| Task to complete |
In the records below, locate the line containing "Query: door handle", then output that line and all later lines exactly, through the last one.

| Exercise data |
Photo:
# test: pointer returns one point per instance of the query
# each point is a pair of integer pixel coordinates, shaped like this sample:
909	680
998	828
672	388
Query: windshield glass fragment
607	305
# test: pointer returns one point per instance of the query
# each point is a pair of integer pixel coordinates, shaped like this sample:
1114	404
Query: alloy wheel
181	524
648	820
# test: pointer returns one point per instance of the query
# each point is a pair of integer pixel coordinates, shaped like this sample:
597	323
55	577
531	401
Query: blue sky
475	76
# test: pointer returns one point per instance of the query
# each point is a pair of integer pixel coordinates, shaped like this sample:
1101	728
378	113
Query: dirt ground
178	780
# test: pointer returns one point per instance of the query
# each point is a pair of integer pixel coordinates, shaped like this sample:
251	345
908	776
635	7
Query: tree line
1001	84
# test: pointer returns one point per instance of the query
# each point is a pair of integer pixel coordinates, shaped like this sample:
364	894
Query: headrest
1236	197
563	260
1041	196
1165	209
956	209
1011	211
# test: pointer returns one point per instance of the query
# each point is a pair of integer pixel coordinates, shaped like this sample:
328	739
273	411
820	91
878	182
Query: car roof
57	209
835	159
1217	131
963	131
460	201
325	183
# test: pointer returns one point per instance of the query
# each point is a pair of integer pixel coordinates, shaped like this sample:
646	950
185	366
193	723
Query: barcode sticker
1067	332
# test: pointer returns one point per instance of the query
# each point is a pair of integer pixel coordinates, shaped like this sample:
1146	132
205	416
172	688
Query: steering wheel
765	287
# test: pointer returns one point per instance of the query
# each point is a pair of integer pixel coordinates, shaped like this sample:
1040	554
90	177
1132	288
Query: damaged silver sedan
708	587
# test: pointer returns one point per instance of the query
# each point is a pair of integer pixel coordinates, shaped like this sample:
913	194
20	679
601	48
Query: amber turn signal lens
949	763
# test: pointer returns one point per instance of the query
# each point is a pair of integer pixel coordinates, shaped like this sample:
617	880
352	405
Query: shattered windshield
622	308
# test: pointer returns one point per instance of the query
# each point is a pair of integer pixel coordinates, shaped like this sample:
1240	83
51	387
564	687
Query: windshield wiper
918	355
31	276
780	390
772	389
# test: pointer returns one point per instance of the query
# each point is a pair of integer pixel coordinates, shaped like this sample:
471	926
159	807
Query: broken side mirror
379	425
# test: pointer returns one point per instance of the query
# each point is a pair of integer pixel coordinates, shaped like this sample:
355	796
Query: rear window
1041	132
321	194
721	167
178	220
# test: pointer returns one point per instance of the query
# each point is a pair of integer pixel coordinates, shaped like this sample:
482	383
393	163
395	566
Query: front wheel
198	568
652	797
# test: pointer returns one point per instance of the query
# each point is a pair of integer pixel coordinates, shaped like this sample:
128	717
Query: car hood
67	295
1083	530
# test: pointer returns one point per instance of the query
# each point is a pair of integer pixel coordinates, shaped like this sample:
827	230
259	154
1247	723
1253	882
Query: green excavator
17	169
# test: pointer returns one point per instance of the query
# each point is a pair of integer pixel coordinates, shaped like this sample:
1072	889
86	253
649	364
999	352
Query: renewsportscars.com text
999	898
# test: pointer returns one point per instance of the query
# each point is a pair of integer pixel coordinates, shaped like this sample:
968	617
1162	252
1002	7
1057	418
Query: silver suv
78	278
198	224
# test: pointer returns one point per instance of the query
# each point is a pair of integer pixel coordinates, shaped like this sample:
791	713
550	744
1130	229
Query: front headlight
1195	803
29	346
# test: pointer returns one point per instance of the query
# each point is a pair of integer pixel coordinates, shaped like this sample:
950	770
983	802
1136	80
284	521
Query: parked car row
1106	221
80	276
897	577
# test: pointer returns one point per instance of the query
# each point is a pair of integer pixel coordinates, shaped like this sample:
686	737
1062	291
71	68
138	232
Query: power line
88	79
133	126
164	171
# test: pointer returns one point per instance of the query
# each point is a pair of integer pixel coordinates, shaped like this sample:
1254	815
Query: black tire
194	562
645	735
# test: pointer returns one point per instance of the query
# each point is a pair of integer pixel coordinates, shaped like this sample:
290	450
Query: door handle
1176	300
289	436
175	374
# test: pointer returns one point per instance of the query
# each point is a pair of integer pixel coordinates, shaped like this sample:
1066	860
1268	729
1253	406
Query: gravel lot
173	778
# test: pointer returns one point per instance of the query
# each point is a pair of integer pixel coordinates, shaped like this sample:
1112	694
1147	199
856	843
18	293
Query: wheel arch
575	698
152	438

| Written response |
Query: door handle
1176	300
289	436
175	374
# test: pointer returns one point per instance of the query
# each point is a pair of integer pixel coordinates, shaped like this sample:
1066	860
1268	729
1253	406
Query: gravel lot
173	778
# test: pointer returns one point per instance of the query
# each point is a pair of integer pixel coordinates, shaped like this sample:
1112	694
1147	199
856	843
18	293
Query: wheel arch
575	698
152	438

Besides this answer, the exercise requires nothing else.